- Written problem -
Pick out each line in the material below that contains the word "lighting", and copy those lines.

- Dataset excerpts -
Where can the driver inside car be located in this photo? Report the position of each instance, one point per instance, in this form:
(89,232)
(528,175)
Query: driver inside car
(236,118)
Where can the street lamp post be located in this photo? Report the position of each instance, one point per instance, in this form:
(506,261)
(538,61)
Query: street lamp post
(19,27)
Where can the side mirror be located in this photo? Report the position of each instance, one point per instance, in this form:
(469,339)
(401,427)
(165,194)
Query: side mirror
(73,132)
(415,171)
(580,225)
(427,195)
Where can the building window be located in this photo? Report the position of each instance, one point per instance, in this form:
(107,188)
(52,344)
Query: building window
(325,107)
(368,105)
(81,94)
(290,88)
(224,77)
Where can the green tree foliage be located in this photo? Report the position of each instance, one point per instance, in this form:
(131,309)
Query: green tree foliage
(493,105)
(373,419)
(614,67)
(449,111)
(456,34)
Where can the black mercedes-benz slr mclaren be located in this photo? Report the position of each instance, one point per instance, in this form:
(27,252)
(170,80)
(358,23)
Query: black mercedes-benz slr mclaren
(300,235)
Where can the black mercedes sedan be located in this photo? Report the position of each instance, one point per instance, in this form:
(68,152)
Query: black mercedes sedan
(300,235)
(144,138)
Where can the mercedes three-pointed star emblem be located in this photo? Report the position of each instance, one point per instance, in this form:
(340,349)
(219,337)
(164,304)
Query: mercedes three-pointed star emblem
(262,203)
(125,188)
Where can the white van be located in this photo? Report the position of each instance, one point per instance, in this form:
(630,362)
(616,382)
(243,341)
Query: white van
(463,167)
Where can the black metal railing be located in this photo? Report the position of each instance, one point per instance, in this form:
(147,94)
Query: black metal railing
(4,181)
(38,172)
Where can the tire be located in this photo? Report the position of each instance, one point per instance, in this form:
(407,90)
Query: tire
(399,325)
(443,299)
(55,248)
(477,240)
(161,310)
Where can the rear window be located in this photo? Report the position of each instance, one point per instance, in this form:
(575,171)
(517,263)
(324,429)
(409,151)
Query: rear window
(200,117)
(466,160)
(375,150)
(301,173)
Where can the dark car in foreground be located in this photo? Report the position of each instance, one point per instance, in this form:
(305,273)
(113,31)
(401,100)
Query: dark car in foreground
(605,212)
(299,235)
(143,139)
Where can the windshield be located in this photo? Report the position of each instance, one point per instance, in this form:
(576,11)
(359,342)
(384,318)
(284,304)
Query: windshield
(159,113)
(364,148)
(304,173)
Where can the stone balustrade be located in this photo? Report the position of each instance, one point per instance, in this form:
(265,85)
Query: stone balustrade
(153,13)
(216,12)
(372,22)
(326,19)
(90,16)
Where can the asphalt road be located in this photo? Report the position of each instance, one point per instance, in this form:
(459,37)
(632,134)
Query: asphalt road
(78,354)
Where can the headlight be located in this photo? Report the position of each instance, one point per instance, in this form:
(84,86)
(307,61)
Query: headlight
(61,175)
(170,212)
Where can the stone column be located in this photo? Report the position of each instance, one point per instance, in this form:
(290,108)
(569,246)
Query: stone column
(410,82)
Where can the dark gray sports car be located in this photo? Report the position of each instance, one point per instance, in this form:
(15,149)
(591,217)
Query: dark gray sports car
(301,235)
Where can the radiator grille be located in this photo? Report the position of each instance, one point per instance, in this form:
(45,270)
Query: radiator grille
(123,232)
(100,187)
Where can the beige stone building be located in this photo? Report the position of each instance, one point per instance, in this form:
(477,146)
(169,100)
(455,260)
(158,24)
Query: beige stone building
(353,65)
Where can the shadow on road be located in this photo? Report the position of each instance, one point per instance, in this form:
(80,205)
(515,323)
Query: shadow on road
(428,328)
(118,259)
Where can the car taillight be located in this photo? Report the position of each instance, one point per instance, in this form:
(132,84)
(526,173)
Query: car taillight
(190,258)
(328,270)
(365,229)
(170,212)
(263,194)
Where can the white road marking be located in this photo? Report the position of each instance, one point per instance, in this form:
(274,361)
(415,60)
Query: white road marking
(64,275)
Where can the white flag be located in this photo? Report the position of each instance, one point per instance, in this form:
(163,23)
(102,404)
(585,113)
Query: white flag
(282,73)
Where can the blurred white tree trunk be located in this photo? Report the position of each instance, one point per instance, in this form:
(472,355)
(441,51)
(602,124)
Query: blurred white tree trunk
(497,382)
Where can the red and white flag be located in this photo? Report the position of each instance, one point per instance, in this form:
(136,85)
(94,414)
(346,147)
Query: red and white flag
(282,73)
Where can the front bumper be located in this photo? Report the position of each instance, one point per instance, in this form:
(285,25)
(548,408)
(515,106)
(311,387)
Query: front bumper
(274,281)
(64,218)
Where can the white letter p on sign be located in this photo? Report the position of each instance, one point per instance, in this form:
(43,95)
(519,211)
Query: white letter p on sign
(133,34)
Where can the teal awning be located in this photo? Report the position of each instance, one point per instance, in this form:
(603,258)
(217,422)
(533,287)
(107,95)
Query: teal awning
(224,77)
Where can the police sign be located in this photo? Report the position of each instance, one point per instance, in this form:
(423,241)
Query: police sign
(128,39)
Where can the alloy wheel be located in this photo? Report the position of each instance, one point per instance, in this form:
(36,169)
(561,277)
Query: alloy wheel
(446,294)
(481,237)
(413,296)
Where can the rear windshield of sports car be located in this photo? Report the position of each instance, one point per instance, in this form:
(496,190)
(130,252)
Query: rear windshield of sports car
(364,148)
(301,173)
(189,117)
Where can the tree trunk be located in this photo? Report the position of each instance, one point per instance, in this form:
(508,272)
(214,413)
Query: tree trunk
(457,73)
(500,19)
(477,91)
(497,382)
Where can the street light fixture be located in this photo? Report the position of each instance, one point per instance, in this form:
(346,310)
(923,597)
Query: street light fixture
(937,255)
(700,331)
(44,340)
---
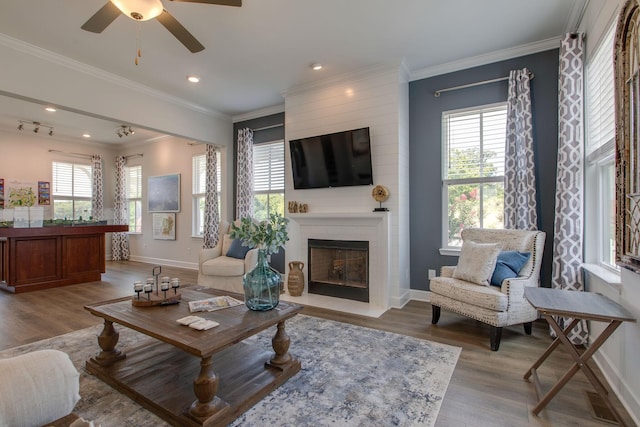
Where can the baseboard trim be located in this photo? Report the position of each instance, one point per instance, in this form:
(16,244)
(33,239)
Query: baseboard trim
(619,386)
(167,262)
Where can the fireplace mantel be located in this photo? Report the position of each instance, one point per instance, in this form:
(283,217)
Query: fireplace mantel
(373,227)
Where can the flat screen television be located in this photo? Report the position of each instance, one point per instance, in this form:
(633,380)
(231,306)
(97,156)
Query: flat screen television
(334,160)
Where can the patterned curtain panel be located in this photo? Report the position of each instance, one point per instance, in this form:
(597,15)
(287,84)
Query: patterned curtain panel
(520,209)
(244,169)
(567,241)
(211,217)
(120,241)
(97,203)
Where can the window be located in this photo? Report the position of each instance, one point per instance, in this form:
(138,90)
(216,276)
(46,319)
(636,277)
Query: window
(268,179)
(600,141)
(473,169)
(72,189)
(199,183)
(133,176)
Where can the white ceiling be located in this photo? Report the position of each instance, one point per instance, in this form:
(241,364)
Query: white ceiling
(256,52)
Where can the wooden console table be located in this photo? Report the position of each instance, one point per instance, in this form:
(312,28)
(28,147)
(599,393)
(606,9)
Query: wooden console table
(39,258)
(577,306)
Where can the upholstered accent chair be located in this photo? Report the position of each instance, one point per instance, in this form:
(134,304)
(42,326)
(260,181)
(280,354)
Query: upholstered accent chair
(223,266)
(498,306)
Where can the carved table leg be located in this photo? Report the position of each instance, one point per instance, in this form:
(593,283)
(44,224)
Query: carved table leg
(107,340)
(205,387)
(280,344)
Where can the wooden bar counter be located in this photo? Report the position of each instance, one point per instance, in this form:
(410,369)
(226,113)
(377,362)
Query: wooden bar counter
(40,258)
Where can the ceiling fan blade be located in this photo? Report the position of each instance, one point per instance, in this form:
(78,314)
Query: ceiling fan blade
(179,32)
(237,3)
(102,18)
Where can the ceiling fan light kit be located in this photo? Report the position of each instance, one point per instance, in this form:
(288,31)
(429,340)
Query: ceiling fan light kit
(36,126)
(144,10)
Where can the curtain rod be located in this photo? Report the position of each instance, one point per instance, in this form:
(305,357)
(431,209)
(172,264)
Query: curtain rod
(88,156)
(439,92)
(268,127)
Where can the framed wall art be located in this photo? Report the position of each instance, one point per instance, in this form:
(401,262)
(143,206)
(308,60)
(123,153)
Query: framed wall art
---
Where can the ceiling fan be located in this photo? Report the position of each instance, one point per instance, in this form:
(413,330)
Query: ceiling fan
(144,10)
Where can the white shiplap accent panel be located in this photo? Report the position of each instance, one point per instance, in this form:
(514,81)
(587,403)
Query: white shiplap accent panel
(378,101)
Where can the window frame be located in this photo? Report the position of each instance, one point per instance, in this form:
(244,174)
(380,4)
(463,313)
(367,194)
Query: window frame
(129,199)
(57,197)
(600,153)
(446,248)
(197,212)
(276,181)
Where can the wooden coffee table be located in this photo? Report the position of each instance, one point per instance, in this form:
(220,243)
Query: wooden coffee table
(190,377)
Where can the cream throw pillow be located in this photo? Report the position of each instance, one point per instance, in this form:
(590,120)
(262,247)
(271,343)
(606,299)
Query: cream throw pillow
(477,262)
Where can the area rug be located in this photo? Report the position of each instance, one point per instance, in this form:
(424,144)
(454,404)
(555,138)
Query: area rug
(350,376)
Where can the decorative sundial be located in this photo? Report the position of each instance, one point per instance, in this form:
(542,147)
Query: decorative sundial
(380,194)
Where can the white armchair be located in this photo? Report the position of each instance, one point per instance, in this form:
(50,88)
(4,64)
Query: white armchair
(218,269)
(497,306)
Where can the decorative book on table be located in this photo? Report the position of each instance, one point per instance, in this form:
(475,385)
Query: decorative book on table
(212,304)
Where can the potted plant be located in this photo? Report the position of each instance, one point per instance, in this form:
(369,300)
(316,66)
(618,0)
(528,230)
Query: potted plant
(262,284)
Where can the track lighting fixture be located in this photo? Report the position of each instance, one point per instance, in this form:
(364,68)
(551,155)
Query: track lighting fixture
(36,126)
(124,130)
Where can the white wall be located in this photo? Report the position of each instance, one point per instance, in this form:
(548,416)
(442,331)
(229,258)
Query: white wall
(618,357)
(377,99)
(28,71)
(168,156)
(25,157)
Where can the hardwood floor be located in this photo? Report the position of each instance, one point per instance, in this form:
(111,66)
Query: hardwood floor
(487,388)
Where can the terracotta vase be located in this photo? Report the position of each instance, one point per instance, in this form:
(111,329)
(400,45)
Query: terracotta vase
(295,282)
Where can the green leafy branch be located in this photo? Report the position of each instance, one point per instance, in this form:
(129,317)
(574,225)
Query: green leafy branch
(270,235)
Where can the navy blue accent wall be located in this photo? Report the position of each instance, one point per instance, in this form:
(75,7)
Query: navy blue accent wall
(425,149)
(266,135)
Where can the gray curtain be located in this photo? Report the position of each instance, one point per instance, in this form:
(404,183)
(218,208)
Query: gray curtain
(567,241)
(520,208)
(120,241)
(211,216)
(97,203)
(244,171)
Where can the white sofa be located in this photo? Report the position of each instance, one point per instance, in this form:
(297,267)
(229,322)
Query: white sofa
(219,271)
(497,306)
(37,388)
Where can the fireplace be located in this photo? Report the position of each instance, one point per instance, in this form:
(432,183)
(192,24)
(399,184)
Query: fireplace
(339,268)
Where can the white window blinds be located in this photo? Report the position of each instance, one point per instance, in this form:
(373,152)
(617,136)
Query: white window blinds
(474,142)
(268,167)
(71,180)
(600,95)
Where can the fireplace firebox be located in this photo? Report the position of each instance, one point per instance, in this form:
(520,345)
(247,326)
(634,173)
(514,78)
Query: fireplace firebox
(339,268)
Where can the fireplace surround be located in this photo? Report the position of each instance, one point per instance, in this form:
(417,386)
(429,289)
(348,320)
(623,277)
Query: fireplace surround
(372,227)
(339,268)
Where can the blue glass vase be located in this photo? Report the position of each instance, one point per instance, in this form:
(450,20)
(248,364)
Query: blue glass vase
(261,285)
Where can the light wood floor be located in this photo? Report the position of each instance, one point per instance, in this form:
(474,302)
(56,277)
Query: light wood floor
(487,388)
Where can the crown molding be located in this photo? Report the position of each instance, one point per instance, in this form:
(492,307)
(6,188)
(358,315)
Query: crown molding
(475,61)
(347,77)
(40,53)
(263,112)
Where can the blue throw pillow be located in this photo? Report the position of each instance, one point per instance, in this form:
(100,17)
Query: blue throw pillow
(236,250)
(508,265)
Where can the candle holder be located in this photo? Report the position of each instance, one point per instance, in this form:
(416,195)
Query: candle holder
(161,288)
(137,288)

- Complete response -
Where can the track lighting fixture be located in this photo? Report the position of each instance, one point per instance, in this form:
Query: track lighting fixture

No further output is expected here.